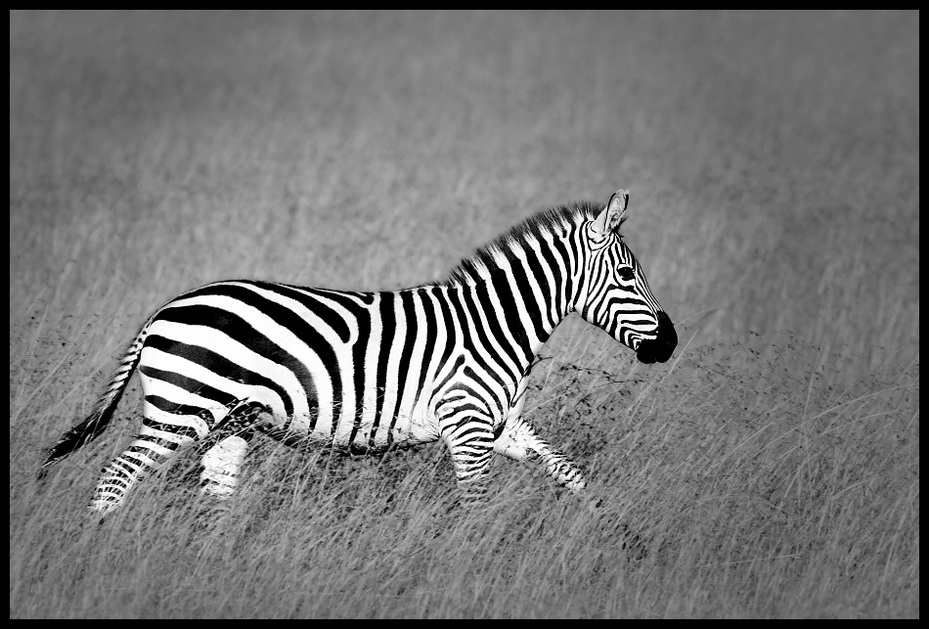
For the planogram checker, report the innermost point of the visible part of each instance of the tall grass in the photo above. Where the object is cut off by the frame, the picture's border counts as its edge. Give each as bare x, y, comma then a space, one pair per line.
771, 469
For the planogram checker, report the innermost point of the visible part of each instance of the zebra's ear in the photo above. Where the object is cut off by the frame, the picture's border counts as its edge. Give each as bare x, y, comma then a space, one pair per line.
612, 216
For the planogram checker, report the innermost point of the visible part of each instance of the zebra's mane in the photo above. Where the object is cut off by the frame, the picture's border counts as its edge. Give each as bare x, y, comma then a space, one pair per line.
488, 258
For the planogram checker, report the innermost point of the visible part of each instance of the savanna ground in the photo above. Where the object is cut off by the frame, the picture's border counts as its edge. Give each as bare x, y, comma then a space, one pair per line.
770, 469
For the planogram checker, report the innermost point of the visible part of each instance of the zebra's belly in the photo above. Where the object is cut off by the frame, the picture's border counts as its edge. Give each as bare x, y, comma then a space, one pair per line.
365, 433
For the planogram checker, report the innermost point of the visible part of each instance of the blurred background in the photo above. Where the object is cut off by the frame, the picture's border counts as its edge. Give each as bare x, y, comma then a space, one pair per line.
773, 158
772, 467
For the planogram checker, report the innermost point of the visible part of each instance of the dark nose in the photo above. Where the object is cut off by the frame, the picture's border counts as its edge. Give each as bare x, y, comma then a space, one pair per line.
662, 346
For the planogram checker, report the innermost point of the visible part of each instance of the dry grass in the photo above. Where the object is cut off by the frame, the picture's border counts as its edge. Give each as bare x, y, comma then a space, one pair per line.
773, 162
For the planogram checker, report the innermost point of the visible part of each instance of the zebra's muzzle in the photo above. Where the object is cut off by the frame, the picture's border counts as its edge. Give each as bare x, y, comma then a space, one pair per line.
660, 348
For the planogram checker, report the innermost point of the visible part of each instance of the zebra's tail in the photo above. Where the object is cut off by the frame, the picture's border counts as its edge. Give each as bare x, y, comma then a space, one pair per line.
100, 417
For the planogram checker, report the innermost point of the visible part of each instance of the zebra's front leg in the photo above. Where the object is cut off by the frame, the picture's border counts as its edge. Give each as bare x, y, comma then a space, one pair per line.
470, 441
221, 465
520, 442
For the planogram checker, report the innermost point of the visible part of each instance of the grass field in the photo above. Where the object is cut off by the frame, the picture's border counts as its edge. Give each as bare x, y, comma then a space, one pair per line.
770, 469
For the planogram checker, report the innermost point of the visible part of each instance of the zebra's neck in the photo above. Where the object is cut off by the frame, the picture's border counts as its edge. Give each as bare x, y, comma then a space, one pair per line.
530, 276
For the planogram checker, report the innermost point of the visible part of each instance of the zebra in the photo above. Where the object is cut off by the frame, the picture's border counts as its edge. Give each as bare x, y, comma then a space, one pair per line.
369, 371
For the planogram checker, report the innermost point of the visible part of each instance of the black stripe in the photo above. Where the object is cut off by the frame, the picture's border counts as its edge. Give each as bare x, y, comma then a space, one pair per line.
511, 314
359, 351
406, 355
504, 338
526, 294
388, 327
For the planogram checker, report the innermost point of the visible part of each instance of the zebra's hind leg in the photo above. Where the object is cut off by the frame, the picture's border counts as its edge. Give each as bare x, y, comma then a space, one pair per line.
222, 462
161, 437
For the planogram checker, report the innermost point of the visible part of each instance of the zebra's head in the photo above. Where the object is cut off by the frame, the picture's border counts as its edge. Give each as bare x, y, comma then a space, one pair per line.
617, 297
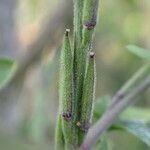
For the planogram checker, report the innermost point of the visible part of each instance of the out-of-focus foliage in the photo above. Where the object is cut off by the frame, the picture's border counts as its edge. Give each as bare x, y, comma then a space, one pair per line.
141, 52
33, 113
7, 70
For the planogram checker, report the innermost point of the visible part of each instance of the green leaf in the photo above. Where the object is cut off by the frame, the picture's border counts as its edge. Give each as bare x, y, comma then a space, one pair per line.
140, 52
140, 129
7, 70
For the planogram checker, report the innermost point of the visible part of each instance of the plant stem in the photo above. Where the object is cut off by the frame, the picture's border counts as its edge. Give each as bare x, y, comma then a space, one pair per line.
108, 118
88, 97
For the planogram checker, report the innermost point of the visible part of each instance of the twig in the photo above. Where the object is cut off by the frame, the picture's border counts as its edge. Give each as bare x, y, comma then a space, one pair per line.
106, 121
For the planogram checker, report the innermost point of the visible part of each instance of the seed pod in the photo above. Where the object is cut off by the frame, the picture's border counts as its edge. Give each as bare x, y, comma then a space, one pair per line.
59, 138
66, 73
88, 94
66, 94
90, 11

> **WHAT THE TASK REQUIRES**
From the listing above, print every entry precisely and drop the pictures.

> **WRITTEN ANSWER**
For the planogram checker, report the innermost point of the visible part of each instance of the tall grass in the photo above. Where the object is cut off by the frame, the picture's border counts as its edge. Give each as bare x, y, comma then a space, one pair per line.
771, 469
For the planogram checker, report the innermost point of the visible part of each instance of the zebra's ear in the photo above. Where the object is cut off by the frame, the picture's border counts as its edge. Give each as bare x, y, comma then a space, one pair per line.
612, 216
For the planogram checker, report the innermost point of the visible part of each instance of the zebra's mane in the photo above. Where the object is cut off by the frame, the picture's border counts as its edge. Give each as bare x, y, comma then a space, one pair per line.
488, 258
For the planogram checker, report the innermost point of the visible part of each instance of the savanna ground in the photo above. Where the object is cut off by the frame, the picture's border counts as its edge. Give each as bare x, y, comma then a space, one pair per line.
770, 469
For the planogram checker, report the innermost point of the visible part of each instance of the zebra's belly in the photo above. Where the object is cut off by the frame, the picture's border counts as its edge. Give each as bare x, y, comma then a space, one pair per line.
365, 433
For the planogram checker, report the innermost point of the visible part of each instance of the blurred background in the photo above. Where the object is cut off by the frame, the picture's border counts as its edge. Give each as bare x, y, comma then a space, one pair per line.
773, 158
772, 467
For the planogram checker, report the innermost point of the visible part of each instance of the dark nose in the photo above. Where the object is cut off by the frame, the picture's border counts as its edge. Give each as bare x, y, comma then a space, one pair per line.
662, 346
For the planogram checker, report the innermost point of the visible part of each instance of the dry grass in the photo above. Where the object is cut off by the frame, the picture's border counts as its edge. Give each as bare x, y, comma then a space, one pair per line.
773, 162
For the planogram checker, report the innermost point of the visible part of each instance of the zebra's muzzle in the photo above. Where the object is cut off by the frame, the picture's border counts as its edge. Give each as bare x, y, comma then a space, one pair per line.
660, 348
For the planogram checker, report the innermost point of the visible part of each instance of the zebra's tail in the photo above. Where the object is cut off by the frame, the picture's border counts as its edge. Give each as bare x, y, comma then a space, one pair per line.
100, 417
For the planogram checker, report the innermost point of the visible part of each instance of the zebra's front leg in the photo above. Where the object is cut off by the frame, the picture's border counts as its edge. Give each as bare x, y, comma then a space, one pair per line.
470, 441
221, 465
520, 442
For the planogram checker, report the innermost point of the visible part of each instance of the grass field in the photo above. Where the object is cut off by the frame, the picture's border counts as its edge. Give each as bare x, y, comma then a space, one pair per line.
770, 469
For the planogram checker, report the innermost point of the visible part of each instance of the zebra's neck in the photo above. Where the object is cut off by the frame, the picture's border counts as its edge. Give each as bare x, y, comma then a space, one pair per line.
530, 276
For the planogram checker, report the innermost point of the visible part of each instance of the zebra in the photo above. Where the object is cut off by the frame, the picture's border counts as its edge. Give each as bare x, y, comma then a space, one pair per line.
369, 371
For the planogram checker, report the innermost point of the visible part of each instance of the black stripe in the photo above. Where the object is cut off by the frame, the picture's border counts as its edge. Give each as bare x, y, comma then a space, one pair per line.
511, 314
359, 351
406, 355
504, 338
526, 294
388, 327
For the planogram checker, report the innermost point of the visible part of each instance of the zebra's hind leg in the photo above. Where the object is cut off by the frame, the picture's border counts as its edge. Give each as bare x, y, comma then a space, one pair per line.
222, 462
161, 437
For the planogram checker, report the innermost point of the visible part of each instance of the zebra's head in the photo above. Where the object is cut off by the frame, the picture's border counts as its edge. Give each as bare x, y, comma then a space, one pair per line.
617, 297
For the planogram checker, report the innermost point of the visible part of each instance of the out-of-focus foliage in the photo above. Where the object is cut off by the frame, the picture's border counts as its edge. Give each as bare x, y, comma then a space, one pair per line.
141, 52
33, 113
7, 70
For the planogram checker, report the innermost point of the visible part of each instance of the green leaf in the photo above. Where the object is cut off by the frame, the picture's border counts as its edge. Give each as bare x, y, comma then a space, one pair per line.
140, 52
140, 129
7, 70
For the planogram checker, report the innermost point of the visible part of each instance of the plant stem in the photo above. Where the object is cut off by the frame, the picture's border counts as its edge. Give each as bare x, y, comma then a space, one pair per line.
108, 118
88, 97
For the planogram checker, report the innermost point of the visible part of each instance of the twig in the photo above. Where the object is cut off by the frame, the picture's border counts as its edge. Give each as bare x, y, comma then a space, one pair per line.
106, 121
For the planogram checker, report the innermost point of the visible part of each instance of the seed pod in the photo above. Where the object is cut off by the frame, the picture's border counts as its edge. Give each as bare x, y, comma then a space, one pair per line.
59, 138
66, 73
88, 94
66, 94
90, 11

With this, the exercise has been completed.